• _Consegna esercizio_
Aggiorna il passo del testo sulla concorrenza sleale compreso tra "Ai sensi dell’art. 98" e "rilevante ai sensi dell’art.", estremi inclusi, sostituendo "segretezza" con "riservatezza", e riporta il passo per intero.

━━━━━ Testo fornito

Ai sensi dell’art. 98 c.p.i,
la segretezza deve essere valutata unitamente al requisito del valore
economico delle informazioni sottratte in quanto, proprio grazie alla
segretezza delle stesse, l’impresa che le detiene, viene a trovarsi in una
posizione privilegiata rispetto alle imprese concorrenti che non le possiedono,
potendo sfruttare tale vantaggio in termini economici, al fine di mantenere o
aumentare la propria quota di mercato.

La
fattispecie dello sviamento della clientela, presupponendo un comportamento rilevante ai sensi dell’art.
2598, comma 1, n. 3 c.c., non richiede l’episodico venire in contatto dell’ex
dipendente con clienti già seguiti presso la precedente impresa, ma un’acquisizione
sistematica e massiccia di tali clienti quale terreno di attività elettiva
svolta presso il nuovo imprenditore, praticabile proprio e solo in virtù delle
conoscenze riservate precedentemente acquisite.

Integra
la fattispecie di concorrenza di sleale, l’attività dell’imprenditore che si avvale della
collaborazione di soggetti che hanno violato l’obbligo di fedeltà nei confronti
del loro datore di lavoro, quando il terzo si appropria, per il tramite del
dipendente, di notizie riservate nella disponibilità esclusiva del predetto
datore di lavoro, ovvero che il terzo istighi o presti intenzionalmente un
contributo causale alla violazione dell’obbligo di fedeltà cui il dipendente
stesso è tenuto. Detto obbligo non vincola il terzo e non ne limita la
libertà sul piano economico, per la stessa ragione per cui il patto di
esclusiva non vincola l’imprenditore concorrente – terzo rispetto ad esso – che
operi nella zona di altrui pertinenza senza avvalersi di mezzi non conformi
alla correttezza professionale idonei a danneggiare l’altrui azienda.

Principi
espressi nel procedimento promosso da un istituto di credito nei confronti dell’istituto
concorrente, al fine di ottenere tutela inibitoria ed il risarcimento dei
pregiudizi patrimoniali e non patrimoniali asseritamente patiti in conseguenza
del compimento di atti di concorrenza sleale.

━━━━━━━━━━
━━━━━ Righe dati

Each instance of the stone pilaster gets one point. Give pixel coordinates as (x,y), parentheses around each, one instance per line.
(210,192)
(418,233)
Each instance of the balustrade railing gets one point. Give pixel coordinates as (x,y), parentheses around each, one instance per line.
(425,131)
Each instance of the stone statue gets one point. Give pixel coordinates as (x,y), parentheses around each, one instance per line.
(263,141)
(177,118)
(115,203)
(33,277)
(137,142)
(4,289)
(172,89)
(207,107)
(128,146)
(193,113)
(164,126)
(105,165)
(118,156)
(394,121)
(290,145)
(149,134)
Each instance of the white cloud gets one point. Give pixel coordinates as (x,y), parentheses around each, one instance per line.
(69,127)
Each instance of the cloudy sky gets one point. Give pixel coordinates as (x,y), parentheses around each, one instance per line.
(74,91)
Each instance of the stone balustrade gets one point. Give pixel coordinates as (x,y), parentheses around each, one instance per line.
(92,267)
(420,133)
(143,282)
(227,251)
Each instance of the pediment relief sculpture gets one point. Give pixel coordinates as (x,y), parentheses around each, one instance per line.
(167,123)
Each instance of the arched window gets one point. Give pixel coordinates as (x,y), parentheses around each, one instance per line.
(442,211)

━━━━━━━━━━

• _Soluzione esercizio_
Ai sensi dell’art. 98 c.p.i,
la riservatezza deve essere valutata unitamente al requisito del valore
economico delle informazioni sottratte in quanto, proprio grazie alla
riservatezza delle stesse, l’impresa che le detiene, viene a trovarsi in una
posizione privilegiata rispetto alle imprese concorrenti che non le possiedono,
potendo sfruttare tale vantaggio in termini economici, al fine di mantenere o
aumentare la propria quota di mercato.

La
fattispecie dello sviamento della clientela, presupponendo un comportamento rilevante ai sensi dell’art.